* TASK REQUIREMENTS
Set out each line of the records below as a Markdown table with the columns "Row" and "Entry". Number the rows and leave out any blank lines.

——————

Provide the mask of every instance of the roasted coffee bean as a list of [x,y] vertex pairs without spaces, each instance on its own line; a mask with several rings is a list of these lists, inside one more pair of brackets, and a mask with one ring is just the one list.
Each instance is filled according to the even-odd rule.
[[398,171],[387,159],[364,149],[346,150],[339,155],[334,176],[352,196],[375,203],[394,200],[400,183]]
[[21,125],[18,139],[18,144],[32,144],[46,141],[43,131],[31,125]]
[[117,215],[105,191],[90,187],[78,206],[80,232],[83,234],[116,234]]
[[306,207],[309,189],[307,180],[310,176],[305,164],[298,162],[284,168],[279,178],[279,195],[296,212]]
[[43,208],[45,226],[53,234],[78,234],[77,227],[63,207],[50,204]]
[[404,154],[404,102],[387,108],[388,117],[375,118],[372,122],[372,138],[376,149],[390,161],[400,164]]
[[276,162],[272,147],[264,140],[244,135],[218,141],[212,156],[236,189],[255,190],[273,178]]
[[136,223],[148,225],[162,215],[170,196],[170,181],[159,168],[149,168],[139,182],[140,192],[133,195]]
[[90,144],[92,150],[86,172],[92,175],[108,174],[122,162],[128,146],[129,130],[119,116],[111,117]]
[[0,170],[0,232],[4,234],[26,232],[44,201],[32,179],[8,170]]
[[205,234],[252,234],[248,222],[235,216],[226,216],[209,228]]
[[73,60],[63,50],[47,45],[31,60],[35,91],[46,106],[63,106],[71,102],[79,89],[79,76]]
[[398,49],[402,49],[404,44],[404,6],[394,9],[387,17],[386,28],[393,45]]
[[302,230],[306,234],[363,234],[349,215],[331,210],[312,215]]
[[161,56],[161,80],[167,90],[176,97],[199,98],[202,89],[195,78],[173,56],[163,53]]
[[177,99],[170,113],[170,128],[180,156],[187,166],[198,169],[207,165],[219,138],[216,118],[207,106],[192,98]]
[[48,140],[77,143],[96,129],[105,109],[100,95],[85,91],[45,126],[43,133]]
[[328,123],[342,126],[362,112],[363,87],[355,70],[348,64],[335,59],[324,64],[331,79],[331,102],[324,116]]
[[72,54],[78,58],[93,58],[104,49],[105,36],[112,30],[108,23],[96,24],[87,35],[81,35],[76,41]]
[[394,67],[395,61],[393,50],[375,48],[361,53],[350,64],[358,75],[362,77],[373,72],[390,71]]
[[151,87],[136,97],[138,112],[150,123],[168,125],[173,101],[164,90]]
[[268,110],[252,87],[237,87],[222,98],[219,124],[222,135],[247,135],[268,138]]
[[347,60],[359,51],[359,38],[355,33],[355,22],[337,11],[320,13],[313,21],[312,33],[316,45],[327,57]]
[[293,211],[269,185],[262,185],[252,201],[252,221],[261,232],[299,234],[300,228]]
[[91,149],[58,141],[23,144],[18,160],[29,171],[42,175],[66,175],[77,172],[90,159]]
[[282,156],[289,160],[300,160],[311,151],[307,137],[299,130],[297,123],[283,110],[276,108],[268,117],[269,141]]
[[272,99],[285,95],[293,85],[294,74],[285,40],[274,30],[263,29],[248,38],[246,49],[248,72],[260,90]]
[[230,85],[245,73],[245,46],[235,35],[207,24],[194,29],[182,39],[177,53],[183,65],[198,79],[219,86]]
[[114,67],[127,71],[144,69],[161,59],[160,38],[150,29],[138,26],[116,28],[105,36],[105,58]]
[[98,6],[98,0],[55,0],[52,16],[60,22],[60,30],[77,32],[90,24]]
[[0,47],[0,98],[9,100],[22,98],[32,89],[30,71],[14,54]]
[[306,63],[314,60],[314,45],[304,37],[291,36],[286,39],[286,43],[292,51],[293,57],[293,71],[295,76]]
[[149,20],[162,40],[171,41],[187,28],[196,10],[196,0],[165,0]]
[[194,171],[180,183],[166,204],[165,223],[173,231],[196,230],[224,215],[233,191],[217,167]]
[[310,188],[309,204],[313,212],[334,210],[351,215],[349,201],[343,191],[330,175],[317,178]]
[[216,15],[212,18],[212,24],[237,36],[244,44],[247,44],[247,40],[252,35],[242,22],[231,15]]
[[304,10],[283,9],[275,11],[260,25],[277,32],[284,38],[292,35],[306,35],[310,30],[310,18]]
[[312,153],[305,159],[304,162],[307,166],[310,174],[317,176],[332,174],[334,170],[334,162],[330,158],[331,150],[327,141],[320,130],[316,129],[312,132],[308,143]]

——————

* EXERCISE RESPONSE
| Row | Entry |
|---|---|
| 1 | Provide the mask of every instance of the roasted coffee bean as a list of [x,y] vertex pairs without spaces, each instance on its own line; a mask with several rings is a list of these lists, inside one more pair of brackets, and a mask with one ring is just the one list. |
| 2 | Each instance is filled according to the even-odd rule. |
| 3 | [[398,171],[387,159],[364,149],[346,150],[339,155],[334,176],[352,196],[375,203],[394,200],[400,183]] |
| 4 | [[21,125],[18,139],[18,144],[32,144],[46,141],[43,131],[31,125]] |
| 5 | [[117,215],[105,191],[90,187],[78,206],[80,232],[83,234],[116,234]] |
| 6 | [[306,207],[309,189],[307,180],[310,176],[305,164],[298,162],[284,168],[279,178],[279,195],[296,212]] |
| 7 | [[43,208],[45,226],[53,234],[78,234],[77,227],[63,207],[50,204]] |
| 8 | [[404,154],[404,102],[387,108],[388,117],[375,118],[372,122],[372,138],[376,149],[390,161],[400,164]] |
| 9 | [[276,162],[272,147],[264,140],[244,135],[218,141],[212,156],[236,189],[255,190],[273,178]] |
| 10 | [[136,223],[148,225],[162,215],[170,196],[170,181],[159,168],[149,168],[139,182],[140,192],[133,195]] |
| 11 | [[90,144],[92,150],[86,172],[92,175],[108,174],[122,162],[128,146],[129,130],[119,116],[111,117]] |
| 12 | [[0,170],[0,232],[4,234],[26,232],[44,201],[32,179],[8,170]] |
| 13 | [[205,234],[252,234],[248,222],[235,216],[226,216],[209,228]] |
| 14 | [[73,60],[63,50],[47,45],[31,60],[35,91],[46,106],[63,106],[71,102],[79,89],[79,76]] |
| 15 | [[398,49],[402,49],[404,44],[404,6],[394,9],[387,17],[386,28],[393,45]] |
| 16 | [[302,230],[306,234],[363,234],[349,215],[331,210],[312,215]] |
| 17 | [[161,56],[161,80],[167,90],[176,97],[199,98],[202,89],[195,78],[173,56],[163,53]] |
| 18 | [[177,99],[170,113],[170,128],[180,156],[187,166],[198,169],[207,165],[219,138],[216,118],[207,106],[192,98]] |
| 19 | [[48,140],[77,143],[96,129],[105,109],[100,95],[85,91],[45,126],[43,133]] |
| 20 | [[328,123],[342,126],[362,112],[363,87],[355,70],[348,64],[335,59],[324,64],[331,79],[331,102],[324,116]] |
| 21 | [[72,54],[78,58],[93,58],[104,49],[105,36],[112,30],[108,23],[96,24],[87,35],[81,35],[76,41]] |
| 22 | [[394,67],[395,61],[393,50],[375,48],[361,53],[350,64],[358,75],[362,77],[373,72],[390,71]] |
| 23 | [[151,87],[136,97],[138,112],[150,123],[168,125],[173,101],[164,90]] |
| 24 | [[268,110],[252,87],[237,87],[222,98],[219,124],[222,135],[247,135],[268,138]] |
| 25 | [[347,60],[359,51],[359,38],[355,33],[355,22],[337,11],[320,13],[313,21],[312,33],[316,45],[327,57]] |
| 26 | [[293,211],[269,185],[262,185],[252,201],[252,221],[261,232],[299,234],[300,228]] |
| 27 | [[91,149],[58,141],[23,144],[18,160],[29,171],[42,175],[66,175],[77,172],[90,159]] |
| 28 | [[282,156],[289,160],[300,160],[311,151],[307,137],[299,130],[297,123],[283,110],[276,108],[268,117],[269,141]] |
| 29 | [[272,99],[285,95],[293,85],[294,74],[285,40],[274,30],[263,29],[248,38],[246,49],[248,72],[260,90]] |
| 30 | [[230,85],[245,73],[245,46],[235,35],[207,24],[194,29],[182,39],[177,53],[183,65],[198,79],[219,86]] |
| 31 | [[114,67],[127,71],[144,69],[161,59],[160,38],[150,29],[138,26],[116,28],[105,36],[105,58]] |
| 32 | [[98,6],[98,0],[55,0],[52,16],[60,22],[60,30],[77,32],[90,24]] |
| 33 | [[0,47],[0,98],[9,100],[22,98],[32,89],[30,71],[14,54]] |
| 34 | [[306,63],[314,60],[314,45],[304,37],[291,36],[286,39],[286,43],[292,51],[293,57],[293,71],[295,76]] |
| 35 | [[149,20],[162,40],[171,41],[187,28],[196,10],[196,0],[165,0]] |
| 36 | [[194,171],[180,183],[166,204],[165,223],[173,231],[196,230],[224,215],[233,191],[217,167]] |
| 37 | [[310,188],[309,204],[313,212],[334,210],[351,215],[349,201],[343,191],[330,175],[317,178]] |
| 38 | [[216,15],[212,18],[212,24],[237,36],[244,44],[247,44],[247,40],[252,35],[242,22],[231,15]] |
| 39 | [[304,10],[283,9],[275,11],[260,25],[277,32],[284,38],[292,35],[306,35],[310,30],[310,18]] |
| 40 | [[312,153],[305,159],[304,162],[307,166],[310,174],[317,176],[332,174],[334,170],[334,162],[330,158],[331,150],[327,141],[320,130],[316,129],[312,132],[308,143]] |